> _Excerpt to read_
○ ○ ○ ○ ○

Mailing-List: contact reviews-help@impala.incubator.apache.org; run by ezmlm
Precedence: bulk
Message-Id: <201705192130.v4JLU5qt007521@ip-10-146-233-104.ec2.internal>
Date: Fri, 19 May 2017 21:30:05 +0000
From: "Joe McDonnell (Code Review)" <gerrit@cloudera.org>
To: impala-cr@cloudera.com, reviews@impala.incubator.apache.org
CC: Dan Hecht <dhecht@cloudera.com>, Marcel Kornacker <marcel@cloudera.com>,
        Tim Armstrong <tarmstrong@cloudera.com>
Reply-To: joemcdonnell@cloudera.com
Subject: =?UTF-8?Q?=5BImpala-ASF-CR=5D_IMPALA-4623=3A_Enable_file_handle_cache=0A?=
In-Reply-To: <gerrit.1490402401000.Ibe5ff60971dd653c3b6a0e13928cfa9fc59d078d@gerrit.cloudera.org>
References: <gerrit.1490402401000.Ibe5ff60971dd653c3b6a0e13928cfa9fc59d078d@gerrit.cloudera.org>
MIME-Version: 1.0
Content-Type: text/plain; charset=UTF-8
Content-Transfer-Encoding: 8bit
Content-Disposition: inline
User-Agent: Gerrit/2.12.7
archived-at: Fri, 19 May 2017 21:30:10 -0000

Joe McDonnell has posted comments on this change.

Change subject: IMPALA-4623: Enable file handle cache
......................................................................


Patch Set 8:

(15 comments)

http://gerrit.cloudera.org:8080/#/c/6478/8/be/src/runtime/disk-io-mgr-handle-cache.h
File be/src/runtime/disk-io-mgr-handle-cache.h:

Line 88:   /// with a call to ReleaseFileHandle to release exclusive control.
> this should also evict handles if a more recent mtime for a file with exist
Added a TODO for this. I plan on dealing with this when doing eviction by timeout.

○ ○ ○ ○ ○

> _Task objective_
In the code review message, what did Joe McDonnell add in response to the comment about evicting handles when a file has a more recent mtime? The material after this point is unrelated to the code review message.

> _Supplied information_

○ ○ ○ ○ ○

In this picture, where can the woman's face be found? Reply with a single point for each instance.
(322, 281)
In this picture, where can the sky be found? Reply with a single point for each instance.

○ ○ ○ ○ ○

> _Complete answer_
A TODO, with a plan to deal with it when doing eviction by timeout.